SELECTED TEXT:
◆ ◆ ◆ ◆ ◆

The weekly Covid update will be posted on Thursday as per usual.

This entry was posted in Uncategorized. Bookmark the permalink.

### 7 Responses to Judging Our April 2020 Covid-19 Predictions

1. Andrew Clough says:

About Hydroxychloroquine, did you see the paper that went by suggesting that it could be effective if combined with a TMPRSS2 inhibitor?

https://journals.plos.org/plospathogens/article?id=10.1371/journal.ppat.1009212

The folks on TWiV were doubtful we’ll get a full RCT for that combo at this late date but it was interesting at least.

• TheZvi says:

I hadn’t. As I said, I was far more bullish on ‘it works if done right’ than ‘we’ll say that it works’

2. Tom C says:

In market lingo, Bob’s 9:1 assessment of the odds, if he’s willing to trade either side of that, is a “locked market”. No one in their right mind would make a locked market on any bet.

◆ ◆ ◆ ◆ ◆

DATA UNDER STUDY:
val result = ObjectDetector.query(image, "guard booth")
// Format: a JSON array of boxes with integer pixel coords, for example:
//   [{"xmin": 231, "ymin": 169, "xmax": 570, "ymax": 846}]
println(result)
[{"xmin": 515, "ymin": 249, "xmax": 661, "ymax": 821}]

◆ ◆ ◆ ◆ ◆

Continue the comment thread about judging the April 2020 Covid-19 predictions, starting after its last sentence.

ANSWER TO THE PROBLEM:
We used to deal with that problem with the following two rules: 1) Both parties agree that a trade must happen, and 2) the game proceeds iteratively, with the respondent having to either accept a bet or make a narrower market.
For example, I might say to you “I make it 600,000–900,000 total number of US COVID deaths by the end of 2021”. You then must either bet the under (900,000), or make me a narrower market, that is something less than 300,000 wide. You might respond “600,000-700,000”, in which case I must bet the 600,000 under or the 700,000 over. This proceeds until there’s finally a trade.

• Tom C says:

Typo: the under is 600,000, not 900,000!

• TheZvi says:

Yep, classic way to do it, good training for traders, but also skill intensive favoring traders.

3. myst_05 says:

Regarding the “highest death toll” question, Russia came awfully close with 358k excess deaths: https://meduza.io/feature/2021/02/10/teper-pochti-ofitsialno-rossiya-na-pervom-meste-po-chislu-zhertv-koronavirusa-na-dushu-naseleniya-eto-rezultat-deystviy-vlastey-letom-2020-goda. India’s excess deaths seem to be low, but I don’t know how accurate their data tracking is on the ground, so the US indeed seems to have the highest absolute number of casualties.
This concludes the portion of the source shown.